Obiettivo del compito >>
Filtra il materiale e ricopia ogni riga in cui compare la parola "concrete". Le maiuscole e le minuscole contano.

Voci dei dati >>
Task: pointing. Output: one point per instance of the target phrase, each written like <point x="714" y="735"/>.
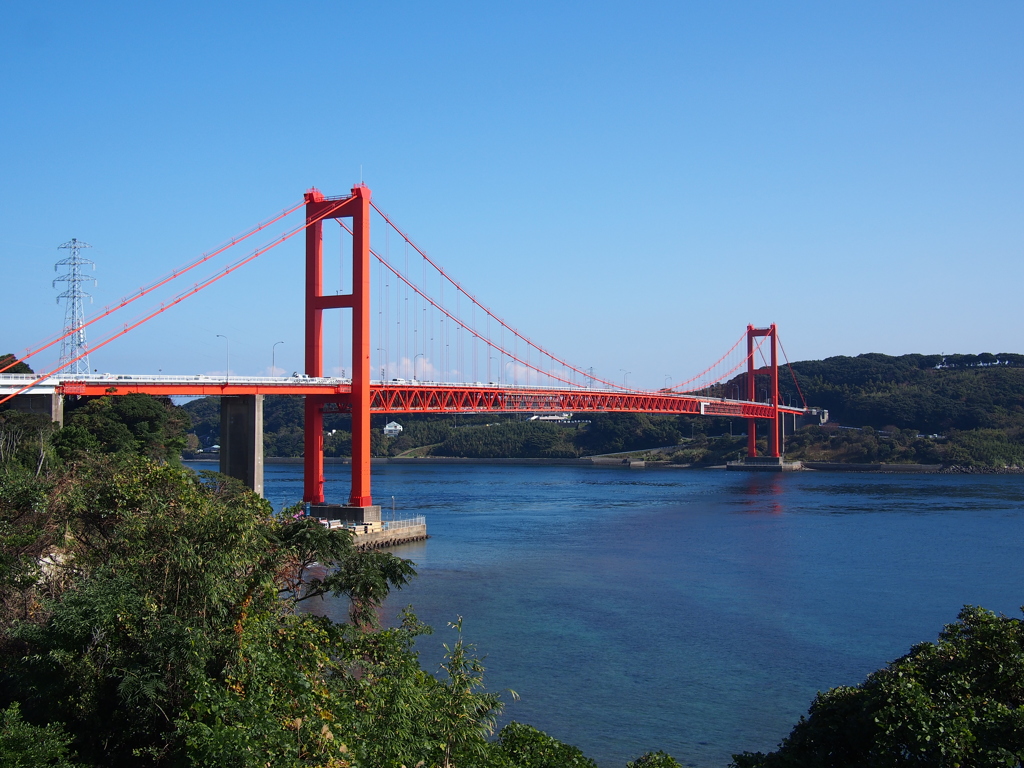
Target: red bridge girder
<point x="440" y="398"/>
* * *
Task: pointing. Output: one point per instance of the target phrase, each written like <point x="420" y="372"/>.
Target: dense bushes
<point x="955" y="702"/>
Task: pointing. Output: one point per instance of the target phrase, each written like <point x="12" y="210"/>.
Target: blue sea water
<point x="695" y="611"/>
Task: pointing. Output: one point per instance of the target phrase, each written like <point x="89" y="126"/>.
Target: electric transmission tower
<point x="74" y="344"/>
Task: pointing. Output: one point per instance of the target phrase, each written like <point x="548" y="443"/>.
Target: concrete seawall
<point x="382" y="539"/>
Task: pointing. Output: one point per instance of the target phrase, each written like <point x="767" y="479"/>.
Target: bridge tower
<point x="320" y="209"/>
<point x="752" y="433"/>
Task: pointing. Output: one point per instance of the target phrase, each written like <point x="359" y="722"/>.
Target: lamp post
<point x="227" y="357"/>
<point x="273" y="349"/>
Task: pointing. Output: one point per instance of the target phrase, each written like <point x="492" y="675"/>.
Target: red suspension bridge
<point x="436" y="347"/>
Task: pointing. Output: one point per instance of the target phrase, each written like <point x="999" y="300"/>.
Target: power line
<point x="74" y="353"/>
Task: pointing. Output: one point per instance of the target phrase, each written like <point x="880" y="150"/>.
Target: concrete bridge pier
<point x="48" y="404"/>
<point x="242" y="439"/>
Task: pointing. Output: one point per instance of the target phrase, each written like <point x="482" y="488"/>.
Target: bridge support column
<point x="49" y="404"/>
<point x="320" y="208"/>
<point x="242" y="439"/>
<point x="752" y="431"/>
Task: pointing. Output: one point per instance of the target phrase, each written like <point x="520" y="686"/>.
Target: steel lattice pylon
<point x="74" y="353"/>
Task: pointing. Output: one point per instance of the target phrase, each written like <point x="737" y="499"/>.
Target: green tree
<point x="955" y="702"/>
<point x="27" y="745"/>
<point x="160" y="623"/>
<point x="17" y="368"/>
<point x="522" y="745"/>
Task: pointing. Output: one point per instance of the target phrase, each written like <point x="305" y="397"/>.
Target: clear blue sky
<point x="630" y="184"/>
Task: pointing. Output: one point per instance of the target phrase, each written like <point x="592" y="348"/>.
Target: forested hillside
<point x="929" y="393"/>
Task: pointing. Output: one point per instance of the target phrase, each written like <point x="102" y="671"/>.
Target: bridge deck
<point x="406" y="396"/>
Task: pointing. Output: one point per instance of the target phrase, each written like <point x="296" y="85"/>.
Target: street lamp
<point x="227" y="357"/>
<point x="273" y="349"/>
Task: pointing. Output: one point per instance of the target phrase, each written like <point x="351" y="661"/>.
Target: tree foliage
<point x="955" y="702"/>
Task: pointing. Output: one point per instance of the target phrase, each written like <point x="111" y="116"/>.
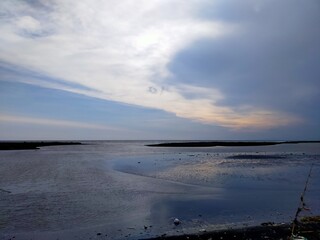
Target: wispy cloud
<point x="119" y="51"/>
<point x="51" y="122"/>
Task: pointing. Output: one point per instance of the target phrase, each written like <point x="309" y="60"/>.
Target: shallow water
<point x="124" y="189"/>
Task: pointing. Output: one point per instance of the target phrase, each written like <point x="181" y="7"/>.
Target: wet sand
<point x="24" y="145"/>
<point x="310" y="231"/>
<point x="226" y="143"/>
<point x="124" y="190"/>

Risposta >>
Target: concrete seawall
Target: concrete bridge pier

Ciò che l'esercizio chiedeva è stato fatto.